• _TASK TO CARRY OUT_:
Reproduce the data from the line containing "The function indicates a point for each instance of the flooded" through the end of the data, both ends included, requests as well, multiplying every coordinate in the answers by 0.65 and rounding each to a whole number, with halves rounded up.

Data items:
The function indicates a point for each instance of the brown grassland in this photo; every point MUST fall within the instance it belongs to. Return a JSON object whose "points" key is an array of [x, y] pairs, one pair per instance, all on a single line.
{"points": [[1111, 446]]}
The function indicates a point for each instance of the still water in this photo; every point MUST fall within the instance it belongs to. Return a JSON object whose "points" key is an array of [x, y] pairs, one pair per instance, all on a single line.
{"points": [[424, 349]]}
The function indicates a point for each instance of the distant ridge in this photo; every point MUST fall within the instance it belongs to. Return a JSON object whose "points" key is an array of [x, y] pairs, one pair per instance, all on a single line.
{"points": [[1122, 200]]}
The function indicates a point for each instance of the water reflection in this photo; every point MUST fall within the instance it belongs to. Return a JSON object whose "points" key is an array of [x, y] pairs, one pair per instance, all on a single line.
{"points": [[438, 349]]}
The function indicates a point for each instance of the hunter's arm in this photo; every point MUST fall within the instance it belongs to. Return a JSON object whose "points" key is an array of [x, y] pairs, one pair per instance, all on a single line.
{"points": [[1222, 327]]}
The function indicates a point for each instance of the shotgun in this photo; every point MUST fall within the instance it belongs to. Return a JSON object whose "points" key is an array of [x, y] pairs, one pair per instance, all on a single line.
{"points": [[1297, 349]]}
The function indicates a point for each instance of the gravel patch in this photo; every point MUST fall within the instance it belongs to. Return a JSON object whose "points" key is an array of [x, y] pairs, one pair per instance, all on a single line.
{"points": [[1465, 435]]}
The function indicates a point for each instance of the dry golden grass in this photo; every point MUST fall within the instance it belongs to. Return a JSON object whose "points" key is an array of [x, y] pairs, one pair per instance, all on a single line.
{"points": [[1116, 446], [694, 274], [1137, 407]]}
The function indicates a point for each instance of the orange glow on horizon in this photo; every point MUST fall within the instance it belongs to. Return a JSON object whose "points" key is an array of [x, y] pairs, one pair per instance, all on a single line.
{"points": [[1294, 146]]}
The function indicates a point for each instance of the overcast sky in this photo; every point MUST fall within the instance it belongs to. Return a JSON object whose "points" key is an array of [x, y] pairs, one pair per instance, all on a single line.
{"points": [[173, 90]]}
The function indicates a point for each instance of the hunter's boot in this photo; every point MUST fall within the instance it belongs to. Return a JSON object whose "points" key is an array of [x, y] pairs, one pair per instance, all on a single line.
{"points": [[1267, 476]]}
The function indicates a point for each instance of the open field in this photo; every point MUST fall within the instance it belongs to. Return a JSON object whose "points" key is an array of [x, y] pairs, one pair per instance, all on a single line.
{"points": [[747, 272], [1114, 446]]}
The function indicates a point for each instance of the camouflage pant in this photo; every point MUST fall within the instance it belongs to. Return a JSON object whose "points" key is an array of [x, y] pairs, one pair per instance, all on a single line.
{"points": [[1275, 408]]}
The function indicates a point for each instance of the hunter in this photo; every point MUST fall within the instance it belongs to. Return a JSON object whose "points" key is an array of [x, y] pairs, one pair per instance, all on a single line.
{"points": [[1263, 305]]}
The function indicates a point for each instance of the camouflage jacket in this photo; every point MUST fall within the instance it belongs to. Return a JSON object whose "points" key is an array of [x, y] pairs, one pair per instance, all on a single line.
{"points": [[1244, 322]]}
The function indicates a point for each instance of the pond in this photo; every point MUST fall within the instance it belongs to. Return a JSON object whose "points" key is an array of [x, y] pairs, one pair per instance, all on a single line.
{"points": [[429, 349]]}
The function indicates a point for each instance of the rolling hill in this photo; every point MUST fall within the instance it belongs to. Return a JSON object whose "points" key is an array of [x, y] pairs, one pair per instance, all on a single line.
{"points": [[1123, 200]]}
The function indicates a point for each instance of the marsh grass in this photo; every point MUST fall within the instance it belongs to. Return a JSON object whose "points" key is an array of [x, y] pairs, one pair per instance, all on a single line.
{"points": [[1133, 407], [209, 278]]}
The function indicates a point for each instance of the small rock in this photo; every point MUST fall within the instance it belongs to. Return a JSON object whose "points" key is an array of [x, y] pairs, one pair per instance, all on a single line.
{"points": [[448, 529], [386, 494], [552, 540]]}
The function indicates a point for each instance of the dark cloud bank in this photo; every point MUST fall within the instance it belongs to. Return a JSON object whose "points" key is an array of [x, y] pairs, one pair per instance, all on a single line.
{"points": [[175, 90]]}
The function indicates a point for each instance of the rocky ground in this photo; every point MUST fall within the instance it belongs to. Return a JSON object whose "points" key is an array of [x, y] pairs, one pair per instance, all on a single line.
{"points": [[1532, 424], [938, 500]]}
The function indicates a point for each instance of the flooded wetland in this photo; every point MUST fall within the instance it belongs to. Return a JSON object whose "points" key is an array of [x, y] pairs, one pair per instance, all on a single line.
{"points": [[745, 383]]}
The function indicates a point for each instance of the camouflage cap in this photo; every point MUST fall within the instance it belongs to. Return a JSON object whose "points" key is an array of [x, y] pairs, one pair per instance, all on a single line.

• _FINISHED TASK_:
The function indicates a point for each instance of the flooded wetland in this photo; every point MUST fall within the instance it belongs to. Return a JSON object whose "points" key is an array of [x, y] pairs, one pair per instance, all on a single line.
{"points": [[484, 249]]}
The function indicates a point for each instance of the camouflage cap in this photo; every point MUST fall within the instance it belongs to. Return a JSON object whose "points" key is an array of [x, y] pairs, one pair per instance, all on a single line.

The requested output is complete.